[Excerpt to read — start]

Philadelphia Public School Notebook/ May 2013
Advocates here are educating the public about the concept, which has taken off in other cities.

…The idea of community schools, long discussed in Philadelphia but never quite a reality, takes to a whole different level the notion of maximizing time and optimizing resources for children.

More than just a place for students to have something stimulating to do in the afternoons, community schools integrate services for families right in the building. Other cities have developed the idea in ways that have been transformative, prompting a movement to bring community schools here.

Advocates in Philadelphia, in the wake of the widespread school closings, see community schools as not just an educational strategy, but as a way to revitalize neighborhoods.

“Community schools is not just afterschool, but the total integration of a neighborhood and city’s assets in the schools,” said Quanisha Smith of Action United.

Smith is co-chairing a task force on community schools for Philadelphia Coalition Advocating for Public Schools (PCAPS). “We are still very much in the planning phase,” she said.

In Cincinnati, the Community Learning Centers initiative is being credited with stemming flight to the suburbs, helping to spur academic achievement, and increasing the graduation rate – now above 80 percent…

In Cincinnati, “we had no money,” said Annie Bogenschutz of the city’s Community Learning Center Institute. She said the community school movement grew out of a “crisis” in which the schools had lost residents’ confidence.

The Community Learning Center model developed in 1999, when the federal government declared Cincinnati’s public school facilities the worst in Ohio.

The federal government promised to contribute a third of the $1 billion needed to rebuild the infrastructure, as long as Cincinnati raised the rest. A bond issue failed; then advocates thought of creating community schools. The new and renovated buildings would serve as community hubs, bringing together services from preschool and adult education to medical, mental health, dental, and vision care, as well as programming before and after school.

Bogenschutz stressed that the capital investment did not come with an infusion of more money for implementation and maintenance. Instead, an unprecedented level of coordination maximized funds already available.

For instance, health providers who can bill Medicaid per patient for reimbursements get more clients and revenue when the services are right in the school. Plus, students get services they might not get otherwise.

Almost all the 52 community schools in Cincinnati have health services – 49 have mental health providers – but each community decides what it needs.

Each school has a leadership team composed of the principal, teachers, parents, students, community members, and representatives of the programs that serve the school. Most important, there is a coordinator at each site who manages the partnerships.

Bogenschutz’s organization supervises and supports the 33 community school coordinators in Cincinnati.

PCAPS is making the establishment of community schools in Philadelphia a priority. It is educating the public about the model and hopes to have a pilot project running next year.

[Excerpt to read — finish]
[Supplied information — start]

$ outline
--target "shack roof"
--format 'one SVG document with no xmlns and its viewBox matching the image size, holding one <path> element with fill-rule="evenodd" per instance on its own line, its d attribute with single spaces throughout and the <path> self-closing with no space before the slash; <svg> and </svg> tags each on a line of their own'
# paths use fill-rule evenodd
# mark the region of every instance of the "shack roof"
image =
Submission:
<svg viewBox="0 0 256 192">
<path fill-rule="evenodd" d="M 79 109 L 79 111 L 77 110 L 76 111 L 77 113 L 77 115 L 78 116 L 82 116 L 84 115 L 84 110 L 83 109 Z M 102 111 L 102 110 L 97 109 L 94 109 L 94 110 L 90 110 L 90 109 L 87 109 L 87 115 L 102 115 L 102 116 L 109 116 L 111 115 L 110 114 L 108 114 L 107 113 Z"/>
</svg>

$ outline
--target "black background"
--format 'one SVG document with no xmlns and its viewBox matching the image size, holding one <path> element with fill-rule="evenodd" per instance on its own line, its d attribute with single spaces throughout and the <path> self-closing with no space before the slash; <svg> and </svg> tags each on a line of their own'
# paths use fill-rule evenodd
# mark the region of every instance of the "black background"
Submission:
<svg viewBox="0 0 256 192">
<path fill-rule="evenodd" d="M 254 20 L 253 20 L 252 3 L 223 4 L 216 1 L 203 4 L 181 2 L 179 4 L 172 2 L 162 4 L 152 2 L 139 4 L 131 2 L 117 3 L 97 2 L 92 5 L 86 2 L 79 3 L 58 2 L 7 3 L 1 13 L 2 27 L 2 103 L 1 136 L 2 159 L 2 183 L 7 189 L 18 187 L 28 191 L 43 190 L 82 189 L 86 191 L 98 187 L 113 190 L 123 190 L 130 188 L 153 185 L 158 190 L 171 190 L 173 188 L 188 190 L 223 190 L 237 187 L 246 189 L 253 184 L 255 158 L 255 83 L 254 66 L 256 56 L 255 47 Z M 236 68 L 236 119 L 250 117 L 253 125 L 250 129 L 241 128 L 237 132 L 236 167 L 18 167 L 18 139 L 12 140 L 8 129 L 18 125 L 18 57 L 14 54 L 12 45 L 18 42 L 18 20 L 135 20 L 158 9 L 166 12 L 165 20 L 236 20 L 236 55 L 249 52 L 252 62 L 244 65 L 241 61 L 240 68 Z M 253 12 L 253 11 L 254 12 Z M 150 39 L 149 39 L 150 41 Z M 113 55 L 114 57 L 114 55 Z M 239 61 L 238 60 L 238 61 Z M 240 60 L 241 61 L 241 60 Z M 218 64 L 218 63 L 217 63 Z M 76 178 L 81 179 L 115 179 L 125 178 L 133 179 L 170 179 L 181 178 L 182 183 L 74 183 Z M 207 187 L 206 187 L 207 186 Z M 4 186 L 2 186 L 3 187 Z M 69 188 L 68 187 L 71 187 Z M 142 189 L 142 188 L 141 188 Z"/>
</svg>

[Supplied information — finish]

# Description of the task
Answer these questions from the article on community schools, one answer per line:
1. Who is co-chairing the PCAPS task force on community schools?
2. In what year did Cincinnati's Community Learning Center model develop?
3. How many of Cincinnati's community schools have mental health providers?

# Result of this exercise
1. Quanisha Smith of Action United
2. 1999
3. 49